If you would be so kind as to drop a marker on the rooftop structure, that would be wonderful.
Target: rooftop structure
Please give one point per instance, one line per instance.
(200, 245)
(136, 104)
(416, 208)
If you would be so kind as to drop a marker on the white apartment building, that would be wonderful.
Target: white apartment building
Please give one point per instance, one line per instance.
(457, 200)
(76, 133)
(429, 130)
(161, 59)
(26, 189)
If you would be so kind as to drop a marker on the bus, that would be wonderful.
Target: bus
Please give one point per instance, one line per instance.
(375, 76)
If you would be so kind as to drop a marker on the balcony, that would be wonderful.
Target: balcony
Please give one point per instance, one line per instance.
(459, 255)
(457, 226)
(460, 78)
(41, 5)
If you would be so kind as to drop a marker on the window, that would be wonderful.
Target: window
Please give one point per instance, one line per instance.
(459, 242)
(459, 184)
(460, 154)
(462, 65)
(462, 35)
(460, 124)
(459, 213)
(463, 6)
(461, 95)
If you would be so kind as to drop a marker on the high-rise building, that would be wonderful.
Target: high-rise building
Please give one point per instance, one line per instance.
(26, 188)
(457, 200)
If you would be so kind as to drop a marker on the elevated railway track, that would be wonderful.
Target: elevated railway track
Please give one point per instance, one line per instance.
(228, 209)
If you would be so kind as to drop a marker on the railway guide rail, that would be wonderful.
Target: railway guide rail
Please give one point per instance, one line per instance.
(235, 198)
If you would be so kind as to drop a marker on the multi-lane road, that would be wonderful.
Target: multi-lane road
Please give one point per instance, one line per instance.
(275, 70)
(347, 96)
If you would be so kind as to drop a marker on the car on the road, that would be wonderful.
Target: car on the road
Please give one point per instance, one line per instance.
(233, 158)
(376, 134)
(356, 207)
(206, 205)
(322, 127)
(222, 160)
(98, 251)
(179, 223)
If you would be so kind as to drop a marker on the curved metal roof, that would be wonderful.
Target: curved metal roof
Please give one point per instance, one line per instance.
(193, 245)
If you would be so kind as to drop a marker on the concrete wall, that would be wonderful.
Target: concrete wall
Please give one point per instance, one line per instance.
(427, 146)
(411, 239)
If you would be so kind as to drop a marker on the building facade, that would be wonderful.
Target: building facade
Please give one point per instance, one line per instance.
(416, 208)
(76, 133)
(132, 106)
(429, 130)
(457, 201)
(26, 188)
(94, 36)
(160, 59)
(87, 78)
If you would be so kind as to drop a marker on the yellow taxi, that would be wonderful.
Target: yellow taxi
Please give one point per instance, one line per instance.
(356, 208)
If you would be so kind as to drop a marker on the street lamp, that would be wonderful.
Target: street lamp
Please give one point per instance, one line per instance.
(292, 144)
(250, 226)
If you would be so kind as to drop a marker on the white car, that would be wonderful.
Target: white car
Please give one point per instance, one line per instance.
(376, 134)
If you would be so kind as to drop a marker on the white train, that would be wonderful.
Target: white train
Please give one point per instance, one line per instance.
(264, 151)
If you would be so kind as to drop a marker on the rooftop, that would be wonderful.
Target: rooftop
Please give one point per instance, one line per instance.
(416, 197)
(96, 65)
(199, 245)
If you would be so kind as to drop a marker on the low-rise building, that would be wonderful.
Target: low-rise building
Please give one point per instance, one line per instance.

──────────

Exercise details –
Copy all of the lines above word for word, without changing anything.

Written answer –
If you would be so kind as to drop a marker on the rooftop structure, that would be wonderful.
Target: rooftop structure
Please give one point per instance, one line per instance.
(200, 245)
(136, 104)
(416, 208)
If you would be so kind as to drop a marker on the white apartment building, that would be wonderful.
Target: white apartment building
Please give one point per instance, one line per instance.
(457, 200)
(76, 133)
(429, 130)
(161, 59)
(26, 189)
If you would be so kind as to drop a marker on the bus, that would be wonderful.
Target: bus
Please give one point per instance, one line per instance.
(375, 76)
If you would be so kind as to drop a marker on the balcony, that would be wonderful.
Target: balcony
Please give one point per instance, one line per instance.
(459, 255)
(457, 226)
(460, 78)
(41, 5)
If you would be so kind as to drop a marker on the window, that would be wonderful.
Target: window
Please give one point per instance, one line per instance.
(459, 242)
(459, 184)
(460, 154)
(462, 65)
(462, 35)
(460, 124)
(459, 213)
(463, 6)
(461, 95)
If you would be so kind as to drop a marker on the high-rise building, that would be wonderful.
Target: high-rise building
Please give one point per instance, one line per instance.
(26, 188)
(457, 200)
If you would be so kind as to drop a marker on the elevated railway track, that would be wonderful.
Target: elevated railway track
Please give one point per instance, one line per instance.
(228, 209)
If you would be so kind as to drop a marker on the railway guide rail, that would be wonderful.
Target: railway guide rail
Please give one point per instance, one line per instance.
(235, 198)
If you would be so kind as to drop a marker on the multi-lane road, that would be wonderful.
Target: multi-lane road
Please give one point per instance, one line per instance.
(275, 70)
(347, 96)
If you would be so kind as to drop a marker on the car on the road, that would be wonderful.
Target: car on the road
Please give one point per instance, one line per instance.
(233, 158)
(376, 134)
(356, 207)
(206, 205)
(322, 127)
(222, 160)
(98, 251)
(179, 223)
If you would be so kind as to drop a marker on the curved metal roof, that would be wonderful.
Target: curved metal roof
Please give one point per instance, one line per instance.
(193, 245)
If you would be so kind as to drop a marker on the concrete wall, that would be wonderful.
Target: concrete wall
Please give one point per instance, one line per instance.
(427, 146)
(411, 239)
If you would be so kind as to drop a marker on the building facade, that would be wonderful.
Target: building facade
Please give one point per instance, one line per instance.
(416, 208)
(76, 133)
(132, 106)
(429, 130)
(457, 201)
(26, 188)
(94, 36)
(160, 59)
(87, 78)
If you would be so kind as to drop a marker on the yellow taxi, that would be wonderful.
Target: yellow taxi
Please give one point per instance, one line per instance.
(356, 208)
If you would be so kind as to drop a marker on the street lamp, that would be wonderful.
Target: street lamp
Please give one point per instance, one line per instance.
(292, 144)
(250, 226)
If you would be so kind as to drop a marker on the white car, that would be wonderful.
Target: white car
Please give one point per instance, one line per instance.
(376, 134)
If you would be so kind as to drop a marker on the white train, that would be wonderful.
Target: white train
Please give one point per instance, one line per instance.
(264, 151)
If you would be so kind as to drop a marker on the rooftop, that would be wonderful.
Target: rooftop
Please give one point per instance, one line per instance.
(416, 197)
(96, 65)
(199, 245)
If you would be so kind as to drop a marker on the low-rise building, that would be wonderful.
Target: low-rise building
Please give one point per instance, one line per instance.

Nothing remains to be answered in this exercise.